Problem
Reproduce only the lines from the one holding "of the evergreen" through the one holding "Target: evergreen tree", inclusive, swapping "evergreen tree" for "pine tree" and leaving everything else unchanged.

Dataset excerpts

-------

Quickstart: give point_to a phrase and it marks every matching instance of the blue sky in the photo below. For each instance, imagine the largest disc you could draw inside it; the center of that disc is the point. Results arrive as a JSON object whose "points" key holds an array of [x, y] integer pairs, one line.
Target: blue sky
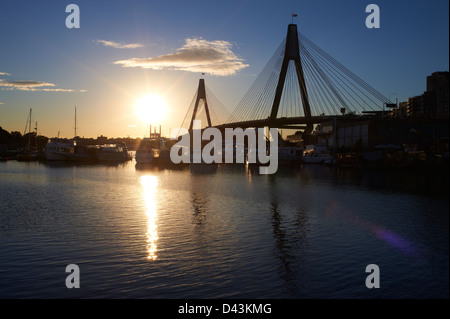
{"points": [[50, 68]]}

-------

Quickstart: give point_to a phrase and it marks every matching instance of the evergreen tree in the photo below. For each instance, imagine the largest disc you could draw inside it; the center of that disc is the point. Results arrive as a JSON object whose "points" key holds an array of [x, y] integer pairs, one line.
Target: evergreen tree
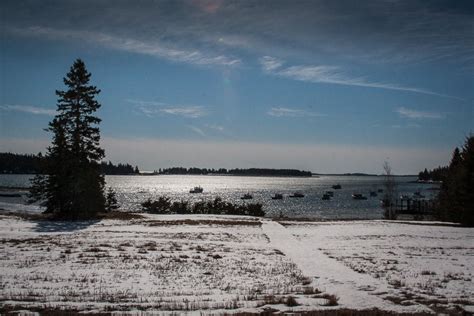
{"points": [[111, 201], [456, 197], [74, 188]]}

-------

Response
Quickstart: give point_to a phrase and it marks every matching instance of the pine tree in the photo below. For each instance, imagine the largest disc you could draw inside it; the center of that disc is the point. Results arrive as a JSON object whose "points" key holds an array of [x, y] integer pairs, one line.
Target: pine tree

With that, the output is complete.